--- Records for this exercise Enclosed Below ---
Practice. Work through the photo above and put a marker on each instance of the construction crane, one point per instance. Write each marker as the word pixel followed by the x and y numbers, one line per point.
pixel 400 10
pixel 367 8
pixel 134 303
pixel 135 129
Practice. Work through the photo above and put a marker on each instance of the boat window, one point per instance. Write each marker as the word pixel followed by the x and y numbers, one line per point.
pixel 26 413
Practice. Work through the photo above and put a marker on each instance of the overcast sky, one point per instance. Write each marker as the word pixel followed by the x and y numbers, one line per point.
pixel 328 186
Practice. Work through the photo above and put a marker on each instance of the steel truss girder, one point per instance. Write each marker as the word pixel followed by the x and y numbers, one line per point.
--- End of Enclosed Records for this exercise ---
» **Task details**
Repeat each record above precisely as written.

» **Result for this task**
Practice. Work through the photo above and put a marker on each instance of the construction crane, one point per instance. Write each marker as the word pixel followed by the x and y numbers, one line per point.
pixel 400 10
pixel 367 8
pixel 134 303
pixel 135 129
Practice. Work through the photo above and put a marker on each instance of the boat window, one point per instance. Write each marker as the word pixel followed by the x and y numbers, one line per point.
pixel 26 413
Practice. Work through the photo above and put a marker on each instance of the overcast sky, one point per instance. Write each marker as the word pixel followed by the x and y numbers, one line per point.
pixel 328 186
Practice. Work through the photo above and put a marker on each instance of the steel truss girder, one point per instance. Write each marker as the word pixel followed by the x and y numbers, one line per point.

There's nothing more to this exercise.